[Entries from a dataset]
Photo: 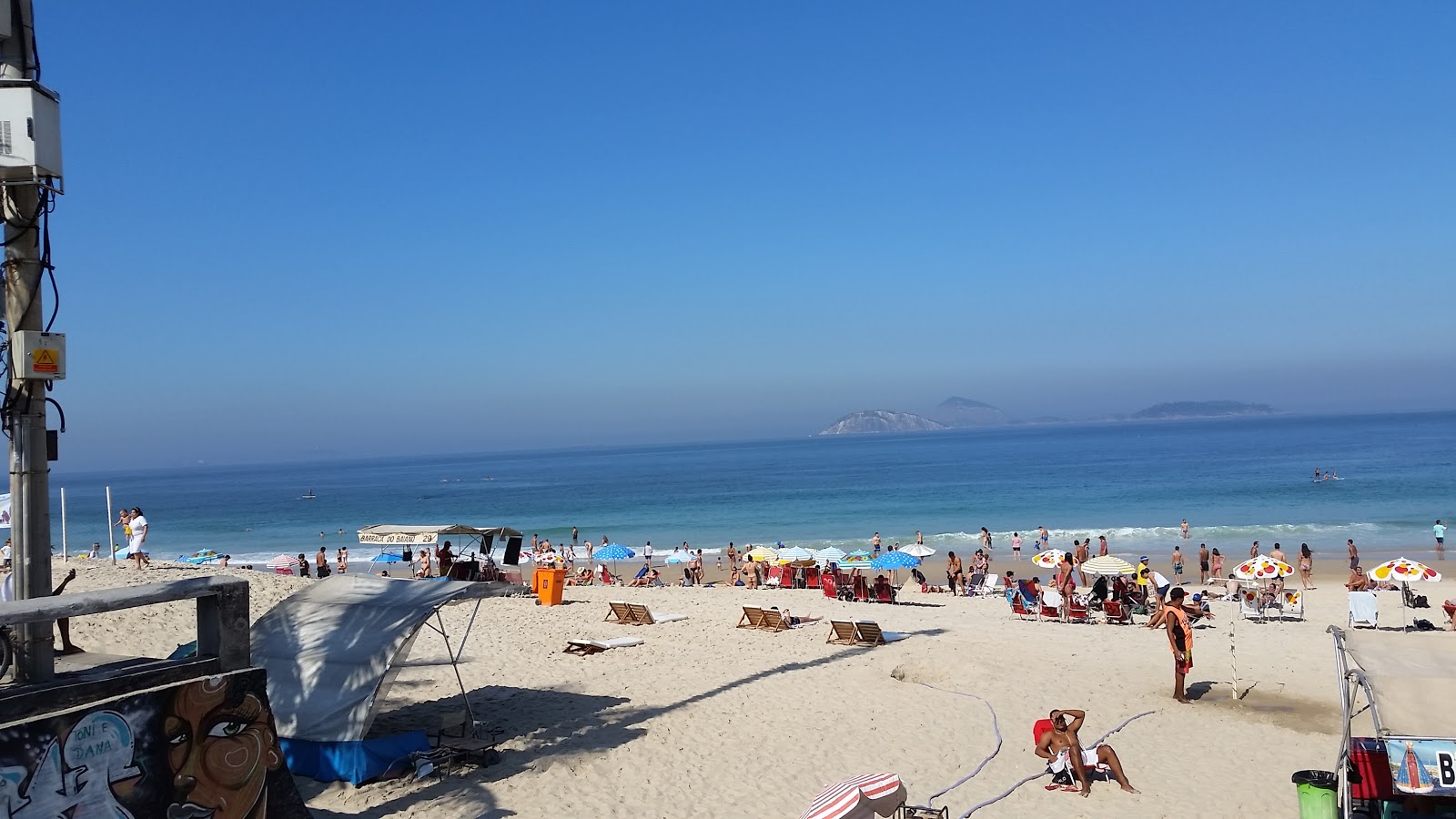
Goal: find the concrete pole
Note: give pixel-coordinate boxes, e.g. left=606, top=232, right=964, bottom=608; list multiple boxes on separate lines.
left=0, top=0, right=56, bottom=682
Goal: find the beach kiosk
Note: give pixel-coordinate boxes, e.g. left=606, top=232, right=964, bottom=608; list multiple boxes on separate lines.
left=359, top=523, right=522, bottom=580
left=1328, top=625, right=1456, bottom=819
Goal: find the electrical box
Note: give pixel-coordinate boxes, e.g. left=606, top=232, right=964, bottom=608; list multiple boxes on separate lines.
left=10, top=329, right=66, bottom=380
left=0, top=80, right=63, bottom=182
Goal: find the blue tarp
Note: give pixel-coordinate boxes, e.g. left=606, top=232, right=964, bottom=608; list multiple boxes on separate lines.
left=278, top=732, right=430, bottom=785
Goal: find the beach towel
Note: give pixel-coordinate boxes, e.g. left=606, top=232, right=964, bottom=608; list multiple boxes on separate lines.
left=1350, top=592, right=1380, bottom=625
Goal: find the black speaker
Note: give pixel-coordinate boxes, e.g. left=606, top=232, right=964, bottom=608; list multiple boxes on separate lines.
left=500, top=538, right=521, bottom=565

▸ Goal of the exercise:
Reproduce the lines above word for word, omitting the pictures.

▸ Result of the exercise:
Photo: 
Goal: find the concrete pole
Note: give pixel-coordinate boxes, e.g. left=606, top=232, right=964, bottom=608; list multiple boxes on separate lines.
left=0, top=0, right=56, bottom=682
Goal: find the beach kiosk
Note: give pixel-coordinate boxes, e.g. left=606, top=232, right=964, bottom=608; list multiple boxes on separate lines.
left=359, top=523, right=522, bottom=580
left=1328, top=625, right=1456, bottom=819
Goal: find the electrical box
Note: give pixel-coordinate boxes, e.g. left=606, top=232, right=964, bottom=608; list multiple boxes on separate lines.
left=10, top=329, right=66, bottom=380
left=0, top=80, right=63, bottom=182
Goal: find the blue tarp
Note: give pixel-coordinate boxes, e.g. left=606, top=232, right=964, bottom=608; list multiple boxes on separate lines.
left=278, top=732, right=430, bottom=785
Goal: find the beach towel
Note: give pixel-coordinate boxes, e.g. left=606, top=232, right=964, bottom=608; list multiple boxes on separate lines.
left=1350, top=592, right=1380, bottom=625
Goal: find the black speaker
Note: give pixel-coordinate boxes, e.g. left=606, top=232, right=964, bottom=608; list multiple boxes on separate lines.
left=500, top=538, right=521, bottom=565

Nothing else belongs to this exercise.